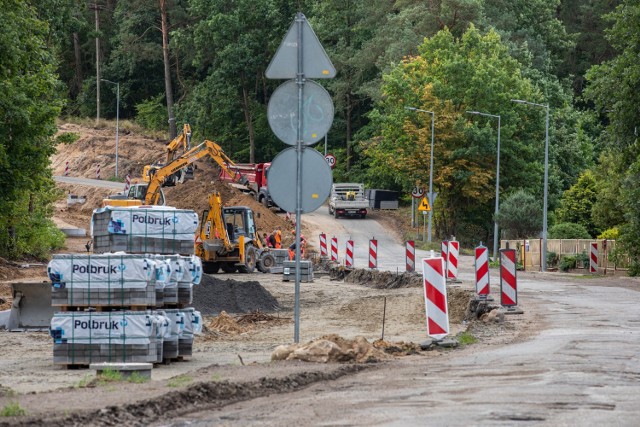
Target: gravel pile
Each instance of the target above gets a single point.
(214, 296)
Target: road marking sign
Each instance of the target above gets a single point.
(508, 280)
(482, 271)
(435, 297)
(424, 205)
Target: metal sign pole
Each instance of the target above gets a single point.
(300, 82)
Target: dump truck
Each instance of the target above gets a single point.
(348, 199)
(228, 240)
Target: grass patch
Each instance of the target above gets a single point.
(85, 381)
(466, 338)
(12, 409)
(136, 378)
(180, 381)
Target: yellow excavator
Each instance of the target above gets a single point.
(151, 193)
(228, 240)
(181, 141)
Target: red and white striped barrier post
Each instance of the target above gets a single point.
(444, 250)
(453, 253)
(373, 253)
(482, 271)
(410, 255)
(435, 297)
(508, 279)
(334, 249)
(593, 258)
(323, 245)
(348, 260)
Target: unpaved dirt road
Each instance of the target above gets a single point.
(581, 369)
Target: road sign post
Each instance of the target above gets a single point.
(300, 113)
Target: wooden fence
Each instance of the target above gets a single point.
(529, 252)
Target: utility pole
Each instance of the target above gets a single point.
(96, 7)
(167, 70)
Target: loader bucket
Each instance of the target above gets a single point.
(31, 308)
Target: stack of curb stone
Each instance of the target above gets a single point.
(128, 306)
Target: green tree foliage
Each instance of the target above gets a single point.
(520, 215)
(614, 90)
(449, 76)
(577, 203)
(29, 106)
(568, 230)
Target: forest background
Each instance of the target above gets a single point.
(202, 62)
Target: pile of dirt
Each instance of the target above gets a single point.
(223, 324)
(331, 348)
(213, 296)
(134, 152)
(384, 279)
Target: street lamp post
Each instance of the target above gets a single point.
(543, 262)
(496, 210)
(117, 117)
(430, 169)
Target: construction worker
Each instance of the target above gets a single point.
(292, 248)
(277, 234)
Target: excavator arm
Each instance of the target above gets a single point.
(207, 148)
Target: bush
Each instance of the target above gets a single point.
(567, 263)
(568, 230)
(152, 114)
(610, 234)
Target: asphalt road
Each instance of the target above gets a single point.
(391, 251)
(581, 369)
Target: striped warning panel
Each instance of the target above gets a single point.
(334, 249)
(349, 254)
(508, 279)
(453, 252)
(410, 255)
(435, 297)
(482, 270)
(323, 244)
(373, 253)
(593, 258)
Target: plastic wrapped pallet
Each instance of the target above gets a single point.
(105, 280)
(192, 326)
(144, 229)
(172, 334)
(82, 338)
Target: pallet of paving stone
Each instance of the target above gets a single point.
(149, 229)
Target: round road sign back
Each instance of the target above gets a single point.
(316, 180)
(317, 112)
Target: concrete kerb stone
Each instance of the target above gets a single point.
(513, 310)
(125, 369)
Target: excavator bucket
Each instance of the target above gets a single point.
(31, 308)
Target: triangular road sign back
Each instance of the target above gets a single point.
(424, 205)
(315, 62)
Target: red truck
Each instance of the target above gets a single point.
(256, 174)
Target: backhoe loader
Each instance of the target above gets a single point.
(228, 240)
(152, 194)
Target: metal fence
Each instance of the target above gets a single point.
(529, 252)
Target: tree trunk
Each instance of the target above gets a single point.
(349, 130)
(249, 120)
(167, 70)
(78, 59)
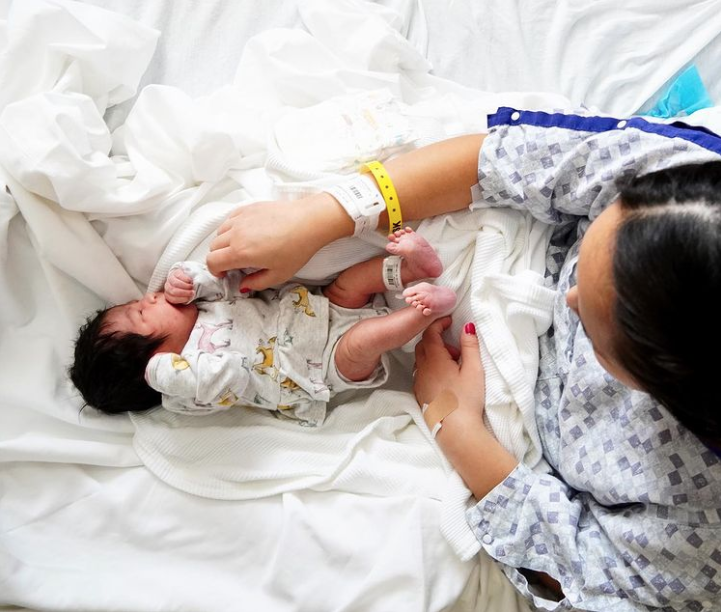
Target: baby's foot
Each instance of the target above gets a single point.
(419, 258)
(430, 299)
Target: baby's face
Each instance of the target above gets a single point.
(153, 315)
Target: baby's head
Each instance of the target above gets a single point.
(114, 347)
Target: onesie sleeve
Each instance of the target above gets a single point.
(626, 558)
(208, 287)
(198, 382)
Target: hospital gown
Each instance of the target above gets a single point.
(629, 515)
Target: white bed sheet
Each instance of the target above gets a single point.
(84, 526)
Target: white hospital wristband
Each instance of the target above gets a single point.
(362, 200)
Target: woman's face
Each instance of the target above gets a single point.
(594, 295)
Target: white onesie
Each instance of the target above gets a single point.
(274, 350)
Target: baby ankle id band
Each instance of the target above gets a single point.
(392, 273)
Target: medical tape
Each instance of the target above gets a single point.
(434, 413)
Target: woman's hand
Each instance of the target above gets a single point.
(466, 442)
(440, 367)
(276, 238)
(178, 287)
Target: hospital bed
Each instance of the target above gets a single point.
(128, 129)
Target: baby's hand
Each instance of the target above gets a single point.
(179, 287)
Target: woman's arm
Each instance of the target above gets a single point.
(472, 450)
(280, 237)
(464, 439)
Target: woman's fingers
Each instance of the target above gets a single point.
(220, 260)
(221, 241)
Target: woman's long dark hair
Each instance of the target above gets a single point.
(667, 275)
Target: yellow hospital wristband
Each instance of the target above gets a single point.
(388, 191)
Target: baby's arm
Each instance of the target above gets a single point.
(189, 280)
(198, 382)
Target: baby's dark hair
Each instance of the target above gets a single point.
(109, 367)
(667, 275)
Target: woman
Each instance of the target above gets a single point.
(629, 516)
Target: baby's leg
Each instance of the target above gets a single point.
(355, 286)
(360, 348)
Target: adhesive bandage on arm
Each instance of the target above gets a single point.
(439, 409)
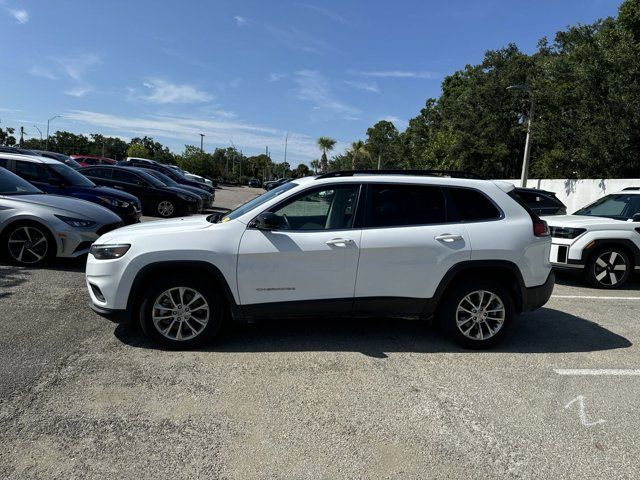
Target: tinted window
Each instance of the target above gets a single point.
(128, 177)
(404, 205)
(330, 208)
(473, 206)
(32, 171)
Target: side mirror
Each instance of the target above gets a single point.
(56, 182)
(266, 221)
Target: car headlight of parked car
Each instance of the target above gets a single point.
(76, 222)
(114, 202)
(109, 252)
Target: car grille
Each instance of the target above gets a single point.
(107, 228)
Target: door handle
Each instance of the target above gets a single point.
(448, 237)
(339, 242)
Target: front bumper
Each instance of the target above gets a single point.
(535, 297)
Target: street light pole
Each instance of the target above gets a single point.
(527, 144)
(48, 121)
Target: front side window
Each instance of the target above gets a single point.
(330, 208)
(400, 205)
(620, 206)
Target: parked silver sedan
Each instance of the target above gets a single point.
(35, 226)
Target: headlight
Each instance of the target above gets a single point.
(76, 222)
(109, 252)
(114, 202)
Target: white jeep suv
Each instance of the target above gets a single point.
(340, 244)
(601, 240)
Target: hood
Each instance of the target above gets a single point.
(112, 192)
(72, 207)
(580, 221)
(156, 227)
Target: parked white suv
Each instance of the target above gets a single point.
(601, 240)
(340, 244)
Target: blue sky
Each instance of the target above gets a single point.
(247, 72)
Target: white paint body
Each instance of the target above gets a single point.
(292, 265)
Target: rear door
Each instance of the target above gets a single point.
(409, 242)
(311, 257)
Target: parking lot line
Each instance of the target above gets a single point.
(594, 297)
(624, 372)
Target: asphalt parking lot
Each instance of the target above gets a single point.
(81, 397)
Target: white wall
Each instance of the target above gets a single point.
(577, 193)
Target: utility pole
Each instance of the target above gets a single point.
(527, 144)
(46, 147)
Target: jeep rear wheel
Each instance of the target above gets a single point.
(608, 267)
(181, 312)
(477, 313)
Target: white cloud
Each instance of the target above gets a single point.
(39, 71)
(241, 21)
(366, 86)
(396, 74)
(163, 92)
(79, 91)
(327, 13)
(22, 16)
(218, 131)
(313, 87)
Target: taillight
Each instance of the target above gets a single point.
(540, 228)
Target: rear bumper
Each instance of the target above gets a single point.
(535, 297)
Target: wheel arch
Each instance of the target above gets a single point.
(145, 276)
(502, 271)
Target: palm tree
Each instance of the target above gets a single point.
(325, 144)
(315, 164)
(358, 149)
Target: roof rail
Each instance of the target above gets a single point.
(423, 173)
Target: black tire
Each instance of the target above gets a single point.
(28, 258)
(498, 321)
(609, 267)
(184, 321)
(166, 209)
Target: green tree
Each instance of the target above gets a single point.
(325, 144)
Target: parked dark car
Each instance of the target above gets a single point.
(51, 176)
(158, 199)
(88, 160)
(207, 198)
(276, 183)
(541, 202)
(175, 174)
(66, 159)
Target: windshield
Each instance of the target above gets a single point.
(163, 178)
(256, 202)
(70, 176)
(621, 206)
(11, 184)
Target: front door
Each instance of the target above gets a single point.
(308, 264)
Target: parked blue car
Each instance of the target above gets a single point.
(51, 176)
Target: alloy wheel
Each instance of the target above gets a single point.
(480, 315)
(610, 268)
(180, 313)
(165, 208)
(28, 245)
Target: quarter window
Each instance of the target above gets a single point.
(406, 205)
(473, 206)
(321, 209)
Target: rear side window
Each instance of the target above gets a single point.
(472, 205)
(405, 205)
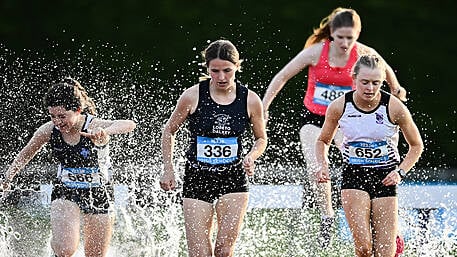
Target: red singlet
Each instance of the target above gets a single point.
(326, 83)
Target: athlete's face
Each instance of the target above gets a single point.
(344, 38)
(368, 82)
(222, 73)
(64, 120)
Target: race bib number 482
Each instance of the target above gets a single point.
(217, 150)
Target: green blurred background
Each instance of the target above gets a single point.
(136, 57)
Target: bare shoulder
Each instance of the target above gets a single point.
(189, 95)
(253, 96)
(336, 108)
(313, 52)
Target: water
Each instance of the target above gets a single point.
(149, 221)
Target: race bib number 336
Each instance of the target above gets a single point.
(217, 150)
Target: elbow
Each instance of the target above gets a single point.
(131, 125)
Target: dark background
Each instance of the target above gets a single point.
(136, 57)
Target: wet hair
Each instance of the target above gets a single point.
(339, 18)
(71, 95)
(370, 61)
(220, 49)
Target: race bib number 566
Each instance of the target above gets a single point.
(81, 177)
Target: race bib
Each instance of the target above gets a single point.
(217, 150)
(363, 153)
(325, 94)
(81, 177)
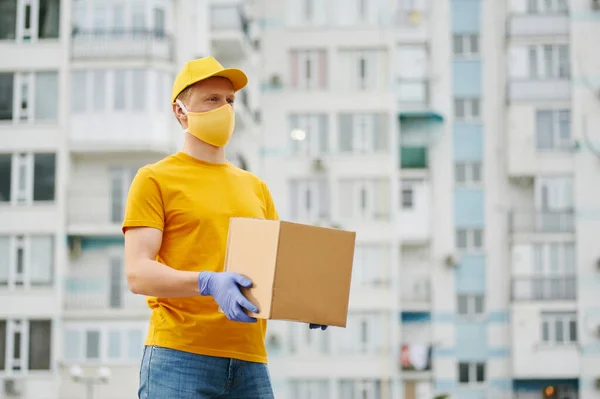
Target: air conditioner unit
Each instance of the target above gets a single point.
(75, 247)
(318, 166)
(451, 260)
(13, 388)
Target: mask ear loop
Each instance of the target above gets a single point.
(184, 109)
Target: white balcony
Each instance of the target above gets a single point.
(229, 31)
(539, 90)
(415, 291)
(119, 45)
(544, 288)
(94, 297)
(414, 218)
(105, 219)
(532, 358)
(122, 132)
(528, 155)
(542, 222)
(532, 25)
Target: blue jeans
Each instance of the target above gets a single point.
(171, 374)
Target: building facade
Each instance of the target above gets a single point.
(458, 138)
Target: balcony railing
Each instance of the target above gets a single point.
(92, 294)
(121, 44)
(542, 221)
(544, 288)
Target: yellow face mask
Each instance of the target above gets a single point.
(214, 127)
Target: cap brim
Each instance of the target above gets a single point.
(237, 77)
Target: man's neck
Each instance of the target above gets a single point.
(203, 151)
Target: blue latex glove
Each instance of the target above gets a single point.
(315, 326)
(223, 287)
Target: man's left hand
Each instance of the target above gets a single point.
(315, 326)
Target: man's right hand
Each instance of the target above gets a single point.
(223, 287)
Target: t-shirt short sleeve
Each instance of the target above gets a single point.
(145, 207)
(270, 206)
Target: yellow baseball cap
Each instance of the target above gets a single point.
(203, 68)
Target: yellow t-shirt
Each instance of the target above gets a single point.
(191, 202)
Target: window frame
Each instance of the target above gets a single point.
(462, 45)
(471, 239)
(316, 128)
(467, 109)
(558, 116)
(20, 366)
(22, 184)
(470, 301)
(469, 168)
(472, 373)
(104, 330)
(566, 319)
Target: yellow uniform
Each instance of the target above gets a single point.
(191, 202)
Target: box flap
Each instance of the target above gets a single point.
(313, 273)
(252, 251)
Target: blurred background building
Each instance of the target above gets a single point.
(459, 138)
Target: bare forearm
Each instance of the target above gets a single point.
(151, 278)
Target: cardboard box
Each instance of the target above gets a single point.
(300, 272)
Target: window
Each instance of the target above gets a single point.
(411, 69)
(471, 373)
(363, 133)
(310, 199)
(367, 199)
(309, 69)
(467, 173)
(364, 389)
(26, 261)
(547, 6)
(121, 179)
(117, 342)
(549, 61)
(365, 334)
(27, 178)
(27, 20)
(14, 343)
(466, 45)
(553, 130)
(309, 389)
(362, 69)
(407, 195)
(372, 263)
(467, 109)
(559, 328)
(469, 240)
(309, 134)
(470, 305)
(303, 341)
(33, 95)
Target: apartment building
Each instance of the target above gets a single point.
(356, 136)
(84, 102)
(458, 139)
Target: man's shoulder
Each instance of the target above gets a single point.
(244, 174)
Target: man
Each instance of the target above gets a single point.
(175, 227)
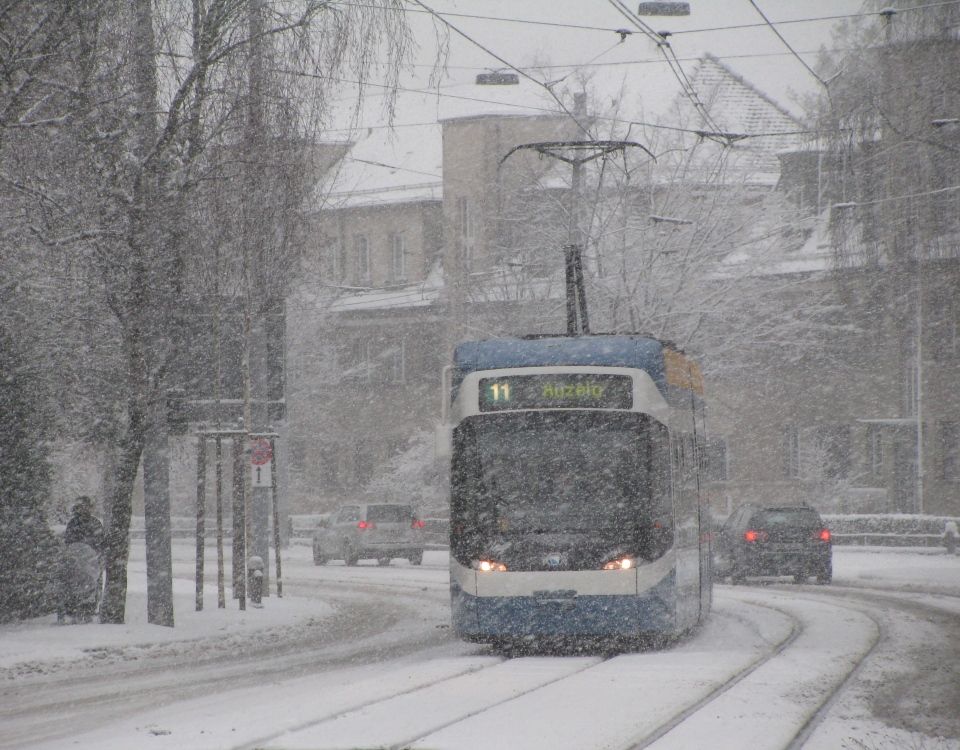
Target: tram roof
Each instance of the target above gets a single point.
(618, 350)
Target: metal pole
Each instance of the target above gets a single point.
(569, 252)
(201, 513)
(920, 502)
(221, 594)
(276, 518)
(240, 475)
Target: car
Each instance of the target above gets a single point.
(774, 541)
(369, 530)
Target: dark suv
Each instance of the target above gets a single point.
(369, 530)
(774, 541)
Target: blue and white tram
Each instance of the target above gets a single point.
(575, 509)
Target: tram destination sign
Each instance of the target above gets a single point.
(556, 391)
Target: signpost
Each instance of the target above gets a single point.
(261, 463)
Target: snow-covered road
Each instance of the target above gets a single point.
(363, 658)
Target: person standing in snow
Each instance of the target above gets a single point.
(83, 525)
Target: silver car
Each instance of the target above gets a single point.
(369, 530)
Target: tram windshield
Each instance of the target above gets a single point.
(560, 474)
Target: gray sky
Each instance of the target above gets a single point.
(753, 51)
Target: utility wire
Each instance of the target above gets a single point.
(902, 197)
(513, 67)
(534, 108)
(673, 62)
(708, 29)
(786, 44)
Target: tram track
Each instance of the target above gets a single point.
(134, 678)
(526, 684)
(355, 723)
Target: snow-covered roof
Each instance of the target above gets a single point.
(422, 294)
(737, 108)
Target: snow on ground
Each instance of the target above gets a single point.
(328, 707)
(41, 641)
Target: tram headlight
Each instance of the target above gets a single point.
(488, 566)
(625, 562)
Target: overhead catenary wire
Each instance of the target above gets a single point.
(666, 49)
(677, 32)
(510, 65)
(787, 44)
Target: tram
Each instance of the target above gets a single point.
(575, 504)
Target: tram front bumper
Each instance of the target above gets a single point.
(564, 612)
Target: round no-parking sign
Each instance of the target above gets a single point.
(261, 452)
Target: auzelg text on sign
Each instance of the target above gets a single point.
(556, 391)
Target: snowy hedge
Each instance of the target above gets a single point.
(888, 529)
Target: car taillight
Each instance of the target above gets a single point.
(621, 563)
(488, 566)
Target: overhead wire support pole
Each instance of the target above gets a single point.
(576, 154)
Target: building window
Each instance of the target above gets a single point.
(361, 366)
(337, 262)
(398, 258)
(950, 449)
(398, 362)
(875, 450)
(465, 230)
(716, 461)
(910, 389)
(791, 451)
(361, 253)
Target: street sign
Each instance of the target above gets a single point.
(664, 9)
(261, 475)
(260, 452)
:::
What this task involves:
Within the listing above, find the line containing "Target: red truck" and the line containing "Target: baby's face". Transcribe them and everything between them exactly, leaving out the pictures.

Your response:
Target: red truck
Each instance of the target above gets a single point.
(256, 174)
Target: backhoe loader
Each instance of the target above gets a single point.
(228, 240)
(152, 194)
Target: metal fence
Each instance of the target above gets a single point.
(529, 252)
Target: tree trunk
Each instance of the target above gets a single point.
(349, 130)
(249, 120)
(167, 70)
(78, 59)
Target: baby's foot
Each instance of the target above gets a single point.
(419, 258)
(430, 299)
Target: baby's face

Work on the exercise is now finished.